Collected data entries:
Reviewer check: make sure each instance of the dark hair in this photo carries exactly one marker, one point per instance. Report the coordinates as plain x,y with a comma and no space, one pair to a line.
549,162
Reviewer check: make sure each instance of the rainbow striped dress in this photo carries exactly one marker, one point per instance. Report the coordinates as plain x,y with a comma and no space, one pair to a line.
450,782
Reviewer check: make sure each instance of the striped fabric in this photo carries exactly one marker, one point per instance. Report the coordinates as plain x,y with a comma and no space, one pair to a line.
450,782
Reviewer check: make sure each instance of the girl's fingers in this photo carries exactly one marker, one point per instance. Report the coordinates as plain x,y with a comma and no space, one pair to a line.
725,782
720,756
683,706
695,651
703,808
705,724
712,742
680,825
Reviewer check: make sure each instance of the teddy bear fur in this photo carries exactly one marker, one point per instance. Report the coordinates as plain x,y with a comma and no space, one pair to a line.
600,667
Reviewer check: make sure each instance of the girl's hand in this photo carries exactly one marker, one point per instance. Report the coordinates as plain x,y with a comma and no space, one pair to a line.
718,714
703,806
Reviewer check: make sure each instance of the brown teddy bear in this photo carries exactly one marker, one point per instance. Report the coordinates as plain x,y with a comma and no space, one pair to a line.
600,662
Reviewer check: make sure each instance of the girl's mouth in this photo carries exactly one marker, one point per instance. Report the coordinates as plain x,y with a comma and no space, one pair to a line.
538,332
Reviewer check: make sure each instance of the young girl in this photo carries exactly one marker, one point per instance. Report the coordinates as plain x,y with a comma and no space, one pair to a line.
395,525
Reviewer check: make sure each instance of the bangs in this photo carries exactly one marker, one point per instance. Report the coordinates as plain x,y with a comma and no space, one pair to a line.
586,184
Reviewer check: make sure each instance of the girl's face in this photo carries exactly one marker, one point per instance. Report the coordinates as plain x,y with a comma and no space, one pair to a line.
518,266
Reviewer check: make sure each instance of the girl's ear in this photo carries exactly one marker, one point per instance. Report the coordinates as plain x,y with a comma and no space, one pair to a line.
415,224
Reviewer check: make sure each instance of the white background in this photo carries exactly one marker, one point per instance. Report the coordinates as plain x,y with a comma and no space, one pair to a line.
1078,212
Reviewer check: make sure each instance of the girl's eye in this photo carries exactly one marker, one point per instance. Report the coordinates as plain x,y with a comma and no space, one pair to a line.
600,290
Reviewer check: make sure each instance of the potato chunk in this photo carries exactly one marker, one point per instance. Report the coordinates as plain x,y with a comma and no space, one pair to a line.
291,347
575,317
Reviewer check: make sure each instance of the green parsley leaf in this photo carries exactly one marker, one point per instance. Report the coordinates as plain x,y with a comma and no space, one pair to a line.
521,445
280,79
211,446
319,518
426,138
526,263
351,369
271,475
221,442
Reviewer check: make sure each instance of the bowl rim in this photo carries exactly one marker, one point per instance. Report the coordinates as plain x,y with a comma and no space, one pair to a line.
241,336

--

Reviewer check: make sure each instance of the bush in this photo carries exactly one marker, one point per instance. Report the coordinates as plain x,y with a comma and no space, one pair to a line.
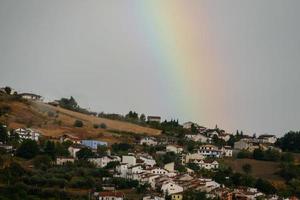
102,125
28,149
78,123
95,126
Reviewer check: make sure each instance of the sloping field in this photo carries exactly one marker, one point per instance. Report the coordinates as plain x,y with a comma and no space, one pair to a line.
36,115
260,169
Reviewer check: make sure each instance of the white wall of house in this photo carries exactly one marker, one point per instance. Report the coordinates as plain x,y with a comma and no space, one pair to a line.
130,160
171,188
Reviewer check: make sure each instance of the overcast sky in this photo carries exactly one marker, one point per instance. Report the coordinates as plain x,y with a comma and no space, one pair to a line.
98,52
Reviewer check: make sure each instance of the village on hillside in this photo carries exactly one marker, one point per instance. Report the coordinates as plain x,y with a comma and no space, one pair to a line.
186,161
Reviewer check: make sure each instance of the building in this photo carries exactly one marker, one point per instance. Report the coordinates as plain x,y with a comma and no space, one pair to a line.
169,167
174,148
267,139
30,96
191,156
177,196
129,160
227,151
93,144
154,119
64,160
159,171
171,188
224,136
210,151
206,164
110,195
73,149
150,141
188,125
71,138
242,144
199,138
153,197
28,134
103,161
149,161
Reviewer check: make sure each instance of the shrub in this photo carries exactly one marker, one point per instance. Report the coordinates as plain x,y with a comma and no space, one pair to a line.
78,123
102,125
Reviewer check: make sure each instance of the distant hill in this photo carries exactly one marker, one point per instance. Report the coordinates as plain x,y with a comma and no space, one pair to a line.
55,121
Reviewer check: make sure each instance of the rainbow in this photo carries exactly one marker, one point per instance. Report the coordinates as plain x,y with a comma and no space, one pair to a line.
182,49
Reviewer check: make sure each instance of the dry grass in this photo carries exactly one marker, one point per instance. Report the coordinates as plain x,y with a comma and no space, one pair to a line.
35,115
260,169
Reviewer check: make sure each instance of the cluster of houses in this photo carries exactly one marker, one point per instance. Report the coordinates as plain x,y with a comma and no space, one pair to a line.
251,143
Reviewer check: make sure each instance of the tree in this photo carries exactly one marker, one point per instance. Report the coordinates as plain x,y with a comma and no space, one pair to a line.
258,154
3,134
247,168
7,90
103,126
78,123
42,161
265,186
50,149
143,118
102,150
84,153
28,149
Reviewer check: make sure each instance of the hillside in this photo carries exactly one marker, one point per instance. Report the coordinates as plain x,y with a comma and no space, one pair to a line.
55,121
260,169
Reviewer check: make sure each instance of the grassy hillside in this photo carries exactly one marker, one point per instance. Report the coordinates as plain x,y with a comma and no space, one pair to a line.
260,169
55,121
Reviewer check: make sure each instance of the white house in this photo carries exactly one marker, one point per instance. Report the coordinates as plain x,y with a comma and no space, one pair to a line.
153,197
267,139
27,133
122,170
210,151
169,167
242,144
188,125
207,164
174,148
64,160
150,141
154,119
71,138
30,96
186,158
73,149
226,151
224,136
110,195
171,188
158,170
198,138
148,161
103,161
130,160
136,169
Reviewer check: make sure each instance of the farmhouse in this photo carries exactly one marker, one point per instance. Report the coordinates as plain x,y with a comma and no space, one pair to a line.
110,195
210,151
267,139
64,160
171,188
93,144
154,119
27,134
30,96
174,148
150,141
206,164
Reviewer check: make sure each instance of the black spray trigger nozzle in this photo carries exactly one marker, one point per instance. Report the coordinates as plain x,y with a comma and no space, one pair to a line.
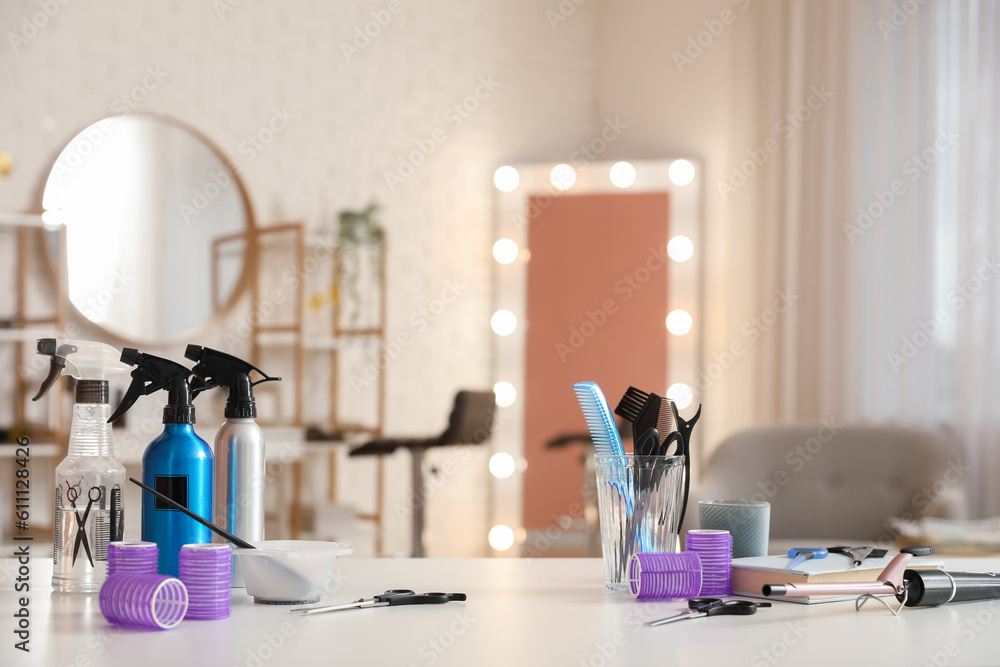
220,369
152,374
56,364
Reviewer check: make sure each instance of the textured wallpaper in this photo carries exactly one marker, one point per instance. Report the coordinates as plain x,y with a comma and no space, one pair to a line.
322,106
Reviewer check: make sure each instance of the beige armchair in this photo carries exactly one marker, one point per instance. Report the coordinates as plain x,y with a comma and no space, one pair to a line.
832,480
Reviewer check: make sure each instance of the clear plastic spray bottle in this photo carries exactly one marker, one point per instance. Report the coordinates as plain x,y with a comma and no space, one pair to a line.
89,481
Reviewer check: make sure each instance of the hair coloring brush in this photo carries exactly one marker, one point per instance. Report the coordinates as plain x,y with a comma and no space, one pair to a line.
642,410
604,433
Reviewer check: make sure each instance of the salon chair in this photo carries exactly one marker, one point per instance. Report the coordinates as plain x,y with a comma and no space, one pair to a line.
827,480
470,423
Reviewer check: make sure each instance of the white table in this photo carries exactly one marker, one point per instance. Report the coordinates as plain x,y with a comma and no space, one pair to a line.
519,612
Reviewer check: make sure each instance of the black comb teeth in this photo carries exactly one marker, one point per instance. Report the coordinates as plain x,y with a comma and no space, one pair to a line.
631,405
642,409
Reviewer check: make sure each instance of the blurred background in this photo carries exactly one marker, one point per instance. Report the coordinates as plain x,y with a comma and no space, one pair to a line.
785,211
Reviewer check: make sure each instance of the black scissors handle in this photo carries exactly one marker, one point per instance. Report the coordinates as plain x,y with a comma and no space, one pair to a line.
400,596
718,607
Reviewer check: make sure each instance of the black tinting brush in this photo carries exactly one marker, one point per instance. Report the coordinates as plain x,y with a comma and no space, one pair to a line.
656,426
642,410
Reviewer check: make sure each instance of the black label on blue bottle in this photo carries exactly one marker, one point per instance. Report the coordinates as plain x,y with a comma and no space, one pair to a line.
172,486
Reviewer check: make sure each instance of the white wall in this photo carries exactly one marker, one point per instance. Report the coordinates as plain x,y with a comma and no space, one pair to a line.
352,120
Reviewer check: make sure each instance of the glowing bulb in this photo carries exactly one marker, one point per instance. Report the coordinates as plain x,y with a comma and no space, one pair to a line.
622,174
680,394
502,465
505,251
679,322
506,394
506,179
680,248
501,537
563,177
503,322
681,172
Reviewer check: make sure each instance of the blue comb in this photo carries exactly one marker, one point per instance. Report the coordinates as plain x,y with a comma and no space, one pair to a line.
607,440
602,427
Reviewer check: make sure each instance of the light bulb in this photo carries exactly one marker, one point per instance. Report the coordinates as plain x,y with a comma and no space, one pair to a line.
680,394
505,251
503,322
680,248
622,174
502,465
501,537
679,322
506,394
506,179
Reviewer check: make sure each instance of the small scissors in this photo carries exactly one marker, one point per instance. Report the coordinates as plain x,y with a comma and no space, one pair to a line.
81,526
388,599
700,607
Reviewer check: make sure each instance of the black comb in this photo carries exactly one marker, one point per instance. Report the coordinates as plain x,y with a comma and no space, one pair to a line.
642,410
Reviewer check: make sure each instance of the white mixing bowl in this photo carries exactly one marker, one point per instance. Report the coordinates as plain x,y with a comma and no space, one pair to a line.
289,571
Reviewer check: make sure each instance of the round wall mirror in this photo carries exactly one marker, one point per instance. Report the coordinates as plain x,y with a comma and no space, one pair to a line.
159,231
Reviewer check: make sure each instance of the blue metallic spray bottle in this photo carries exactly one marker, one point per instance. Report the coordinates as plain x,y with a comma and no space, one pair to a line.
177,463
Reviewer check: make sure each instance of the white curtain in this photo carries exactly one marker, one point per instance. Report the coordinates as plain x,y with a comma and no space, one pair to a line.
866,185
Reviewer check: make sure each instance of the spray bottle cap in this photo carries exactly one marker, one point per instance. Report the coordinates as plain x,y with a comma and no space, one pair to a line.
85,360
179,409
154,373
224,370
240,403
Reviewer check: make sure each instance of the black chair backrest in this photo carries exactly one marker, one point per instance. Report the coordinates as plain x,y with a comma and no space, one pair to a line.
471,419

--

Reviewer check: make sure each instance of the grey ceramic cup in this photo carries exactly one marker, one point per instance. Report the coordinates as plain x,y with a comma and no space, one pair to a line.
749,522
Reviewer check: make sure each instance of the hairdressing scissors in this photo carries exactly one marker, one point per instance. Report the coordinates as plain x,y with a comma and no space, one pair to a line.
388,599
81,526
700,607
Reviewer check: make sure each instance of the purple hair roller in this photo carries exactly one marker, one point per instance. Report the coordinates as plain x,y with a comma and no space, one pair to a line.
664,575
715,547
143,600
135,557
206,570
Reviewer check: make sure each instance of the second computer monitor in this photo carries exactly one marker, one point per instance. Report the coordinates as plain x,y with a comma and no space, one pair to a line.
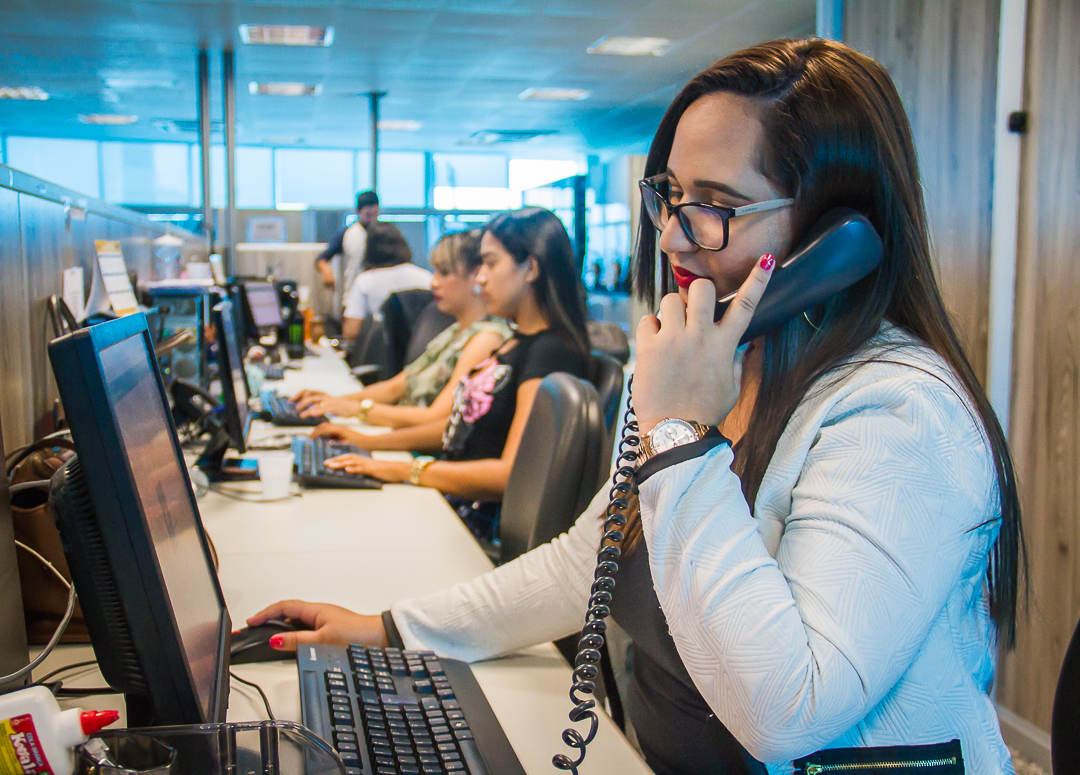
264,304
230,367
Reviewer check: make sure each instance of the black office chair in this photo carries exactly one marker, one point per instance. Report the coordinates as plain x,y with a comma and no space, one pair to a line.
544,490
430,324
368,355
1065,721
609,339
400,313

# Required work
Please gather every line in the records above that contains the word "clear" and copy each of those lines out in full.

# Answer to the problem
Reviewer check: make sure each instance of the clear plastic spray bottle in this photo carries exactly one marker, one point per instance. Report the coordinates as plain x,y with a comma and no space, one pair to a line.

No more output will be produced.